- **Ausgangsdatensätze**
——————

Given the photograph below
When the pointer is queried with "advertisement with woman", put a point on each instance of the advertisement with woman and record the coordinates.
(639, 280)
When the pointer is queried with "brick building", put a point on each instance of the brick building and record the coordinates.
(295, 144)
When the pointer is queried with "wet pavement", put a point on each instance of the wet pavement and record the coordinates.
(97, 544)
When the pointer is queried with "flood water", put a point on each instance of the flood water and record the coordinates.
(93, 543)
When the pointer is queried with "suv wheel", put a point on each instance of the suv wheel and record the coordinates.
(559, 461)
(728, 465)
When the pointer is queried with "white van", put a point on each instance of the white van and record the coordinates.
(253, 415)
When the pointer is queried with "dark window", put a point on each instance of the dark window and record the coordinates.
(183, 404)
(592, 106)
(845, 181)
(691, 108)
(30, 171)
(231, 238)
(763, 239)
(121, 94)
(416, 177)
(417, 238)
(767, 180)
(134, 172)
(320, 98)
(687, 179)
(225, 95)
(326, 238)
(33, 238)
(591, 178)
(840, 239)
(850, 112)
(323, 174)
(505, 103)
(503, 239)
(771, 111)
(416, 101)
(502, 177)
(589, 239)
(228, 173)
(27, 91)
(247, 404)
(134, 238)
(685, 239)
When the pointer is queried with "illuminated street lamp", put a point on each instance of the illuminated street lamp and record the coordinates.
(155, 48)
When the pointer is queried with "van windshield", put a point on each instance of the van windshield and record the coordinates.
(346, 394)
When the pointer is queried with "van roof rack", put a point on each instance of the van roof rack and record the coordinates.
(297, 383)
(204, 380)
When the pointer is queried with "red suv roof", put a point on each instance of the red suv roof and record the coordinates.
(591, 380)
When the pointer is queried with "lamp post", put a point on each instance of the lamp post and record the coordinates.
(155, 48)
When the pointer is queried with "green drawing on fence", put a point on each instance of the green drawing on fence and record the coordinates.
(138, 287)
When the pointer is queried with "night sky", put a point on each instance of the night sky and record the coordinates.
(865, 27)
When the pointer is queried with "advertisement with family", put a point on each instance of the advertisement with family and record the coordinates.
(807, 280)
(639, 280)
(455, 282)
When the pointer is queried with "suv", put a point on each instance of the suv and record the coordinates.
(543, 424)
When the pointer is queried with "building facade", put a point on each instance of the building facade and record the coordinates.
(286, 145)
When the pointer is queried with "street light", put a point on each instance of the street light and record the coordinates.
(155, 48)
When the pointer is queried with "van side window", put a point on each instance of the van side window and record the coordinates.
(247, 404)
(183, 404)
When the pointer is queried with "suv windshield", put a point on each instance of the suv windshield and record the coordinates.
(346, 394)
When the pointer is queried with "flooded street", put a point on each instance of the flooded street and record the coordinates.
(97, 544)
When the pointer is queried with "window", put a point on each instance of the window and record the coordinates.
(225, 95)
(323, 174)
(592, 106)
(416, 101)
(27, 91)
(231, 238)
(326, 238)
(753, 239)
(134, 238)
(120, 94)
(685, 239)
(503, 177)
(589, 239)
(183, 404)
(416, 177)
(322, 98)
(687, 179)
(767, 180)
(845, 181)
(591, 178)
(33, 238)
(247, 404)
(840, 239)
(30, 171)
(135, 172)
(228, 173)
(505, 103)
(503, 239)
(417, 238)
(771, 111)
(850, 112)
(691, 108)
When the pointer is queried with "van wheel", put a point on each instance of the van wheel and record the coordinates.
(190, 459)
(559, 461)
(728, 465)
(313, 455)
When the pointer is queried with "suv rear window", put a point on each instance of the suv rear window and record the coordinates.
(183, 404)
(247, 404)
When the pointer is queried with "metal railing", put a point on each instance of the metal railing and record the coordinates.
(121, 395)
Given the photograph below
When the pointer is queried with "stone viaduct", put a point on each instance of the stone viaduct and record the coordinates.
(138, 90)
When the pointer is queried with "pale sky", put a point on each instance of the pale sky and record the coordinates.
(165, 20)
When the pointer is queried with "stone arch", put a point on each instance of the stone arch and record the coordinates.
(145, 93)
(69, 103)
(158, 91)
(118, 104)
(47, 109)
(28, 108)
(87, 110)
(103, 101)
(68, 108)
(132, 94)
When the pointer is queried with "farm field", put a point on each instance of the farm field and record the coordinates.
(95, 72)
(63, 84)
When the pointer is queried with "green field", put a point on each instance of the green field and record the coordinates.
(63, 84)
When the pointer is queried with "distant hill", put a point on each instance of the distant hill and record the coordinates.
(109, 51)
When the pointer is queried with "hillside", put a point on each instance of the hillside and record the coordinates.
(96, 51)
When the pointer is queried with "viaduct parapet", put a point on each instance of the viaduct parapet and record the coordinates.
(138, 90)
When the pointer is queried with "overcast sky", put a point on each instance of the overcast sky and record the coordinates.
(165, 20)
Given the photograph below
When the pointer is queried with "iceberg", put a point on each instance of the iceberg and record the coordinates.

——————

- **Deine Aufgabe**
Formatiere alle Datensätze oben als nummerierte Liste und lass dabei leere Zeilen weg.

- **Antwort**
1. Given the photograph below
2. When the pointer is queried with "advertisement with woman", put a point on each instance of the advertisement with woman and record the coordinates.
3. (639, 280)
4. When the pointer is queried with "brick building", put a point on each instance of the brick building and record the coordinates.
5. (295, 144)
6. When the pointer is queried with "wet pavement", put a point on each instance of the wet pavement and record the coordinates.
7. (97, 544)
8. When the pointer is queried with "flood water", put a point on each instance of the flood water and record the coordinates.
9. (93, 543)
10. When the pointer is queried with "suv wheel", put a point on each instance of the suv wheel and record the coordinates.
11. (559, 461)
12. (728, 465)
13. When the pointer is queried with "white van", put a point on each instance of the white van and record the coordinates.
14. (253, 415)
15. When the pointer is queried with "dark window", put a point on each instance of the dark window and record the coordinates.
16. (183, 404)
17. (592, 106)
18. (845, 181)
19. (691, 108)
20. (30, 171)
21. (231, 238)
22. (763, 239)
23. (121, 94)
24. (416, 177)
25. (417, 238)
26. (767, 180)
27. (134, 172)
28. (320, 98)
29. (687, 179)
30. (225, 95)
31. (326, 238)
32. (33, 238)
33. (591, 178)
34. (840, 239)
35. (850, 112)
36. (323, 174)
37. (505, 103)
38. (503, 239)
39. (771, 111)
40. (416, 101)
41. (502, 177)
42. (589, 239)
43. (228, 173)
44. (27, 91)
45. (247, 404)
46. (134, 238)
47. (685, 239)
48. When the pointer is queried with "illuminated street lamp", put a point on each instance of the illuminated street lamp and record the coordinates.
49. (155, 48)
50. When the pointer is queried with "van windshield", put a point on each instance of the van windshield and record the coordinates.
51. (346, 394)
52. When the pointer is queried with "van roof rack", put a point on each instance of the van roof rack and record the coordinates.
53. (297, 383)
54. (204, 380)
55. When the pointer is queried with "red suv roof", put a point on each instance of the red suv roof and record the coordinates.
56. (591, 380)
57. When the pointer is queried with "lamp post", put a point on each instance of the lamp post and record the coordinates.
58. (155, 48)
59. When the pointer is queried with "green drawing on fence", put a point on each instance of the green drawing on fence and record the coordinates.
60. (138, 287)
61. When the pointer is queried with "night sky", put a point on each instance of the night sky and record the coordinates.
62. (865, 27)
63. When the pointer is queried with "advertisement with family", put a point on each instance of the advertisement with family and record the coordinates.
64. (807, 280)
65. (639, 280)
66. (455, 282)
67. When the pointer is queried with "suv", put a point on each instance of the suv and record the coordinates.
68. (543, 424)
69. When the pointer is queried with "building facade", put a point on each instance of the building facade and record the coordinates.
70. (286, 145)
71. When the pointer is queried with "street light", put a point on each instance of the street light and record the coordinates.
72. (155, 48)
73. When the pointer is queried with "van side window", put a point on each instance of the van side window and record the coordinates.
74. (247, 404)
75. (183, 404)
76. When the pointer is queried with "suv windshield", put a point on each instance of the suv windshield and record the coordinates.
77. (346, 394)
78. When the pointer is queried with "flooded street", put a point on each instance of the flooded street and record the coordinates.
79. (97, 544)
80. When the pointer is queried with "window", put a point on each instance of the window and record the coordinates.
81. (225, 95)
82. (323, 174)
83. (592, 106)
84. (416, 101)
85. (27, 91)
86. (231, 238)
87. (326, 238)
88. (753, 239)
89. (134, 238)
90. (120, 94)
91. (685, 239)
92. (503, 177)
93. (589, 239)
94. (183, 404)
95. (416, 177)
96. (322, 98)
97. (687, 179)
98. (767, 180)
99. (845, 181)
100. (591, 178)
101. (33, 238)
102. (247, 404)
103. (840, 239)
104. (30, 171)
105. (135, 172)
106. (228, 173)
107. (505, 103)
108. (503, 239)
109. (417, 238)
110. (771, 111)
111. (850, 112)
112. (691, 108)
113. When the pointer is queried with "van wheel", put a point on each instance of the van wheel and record the coordinates.
114. (190, 459)
115. (559, 461)
116. (728, 465)
117. (313, 455)
118. When the pointer is queried with "suv rear window", put a point on each instance of the suv rear window and record the coordinates.
119. (183, 404)
120. (247, 404)
121. When the pointer is queried with "metal railing", put a point on each instance of the metal railing and record the coordinates.
122. (121, 395)
123. Given the photograph below
124. When the pointer is queried with "stone viaduct", put a point on each instance of the stone viaduct and record the coordinates.
125. (138, 90)
126. When the pointer is queried with "pale sky", put a point on each instance of the pale sky and record the coordinates.
127. (165, 20)
128. When the pointer is queried with "stone arch", put a point on each instance of the stone arch and record the coordinates.
129. (145, 93)
130. (69, 103)
131. (158, 91)
132. (118, 104)
133. (47, 109)
134. (28, 108)
135. (87, 110)
136. (103, 101)
137. (68, 108)
138. (132, 94)
139. When the pointer is queried with "farm field", put a point on each instance of the farm field and record the coordinates.
140. (95, 72)
141. (63, 84)
142. When the pointer is queried with "green field", put a point on each instance of the green field and record the coordinates.
143. (63, 84)
144. When the pointer is queried with "distant hill", put a point on each instance of the distant hill and record the coordinates.
145. (109, 51)
146. When the pointer is queried with "hillside", put a point on each instance of the hillside and record the coordinates.
147. (96, 51)
148. When the pointer is queried with "viaduct parapet", put a point on each instance of the viaduct parapet and record the coordinates.
149. (138, 90)
150. When the pointer is queried with "overcast sky", put a point on each instance of the overcast sky and record the coordinates.
151. (165, 20)
152. Given the photograph below
153. When the pointer is queried with "iceberg", put a point on each instance of the iceberg and record the coordinates.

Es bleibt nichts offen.